Problem to work on: Drop every picture. Return the rest of the entries exactly.
*** Opening of Data ***
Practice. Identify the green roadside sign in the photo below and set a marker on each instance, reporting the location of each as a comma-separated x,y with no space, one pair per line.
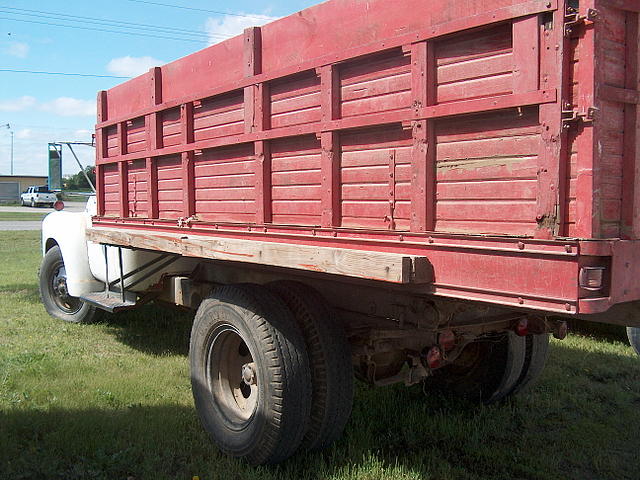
55,166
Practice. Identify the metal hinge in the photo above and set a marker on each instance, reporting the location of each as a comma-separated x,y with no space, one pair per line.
573,117
572,19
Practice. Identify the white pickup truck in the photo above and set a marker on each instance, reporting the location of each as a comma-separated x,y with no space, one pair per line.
36,196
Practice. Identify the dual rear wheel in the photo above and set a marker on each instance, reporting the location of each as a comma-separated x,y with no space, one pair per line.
270,370
492,369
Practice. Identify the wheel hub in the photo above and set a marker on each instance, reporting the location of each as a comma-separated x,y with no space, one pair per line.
249,374
232,376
*** Close of Data ***
Task result:
Practice. Identify the green roadside sign in the photo below and set a marker on each instance, reporting the location of each as a comma-separated x,y with no space, one pair per line.
55,166
Practice. Identify the metal hinge in the photo above and set a marker on each instance, reporting the location of each as a comma-separated x,y with no space, one pair per line.
573,117
572,19
Practice. Identify the white pickup truck in the photo above and set a marker on each instance, reporting the location of each as a comma-separated x,y with no space, one pair per line.
36,196
Practice. Identify the dual rear wheel in the photo above and set a marker on each instance, reporting the location of each as a comma-separated x,y with no space, one pair per line.
270,370
492,369
Practice. Identify the wheel hub in the photo above and set a marker on each instance, reporting the location of each as a comma-separated x,y with no space, one pair per line.
249,374
232,376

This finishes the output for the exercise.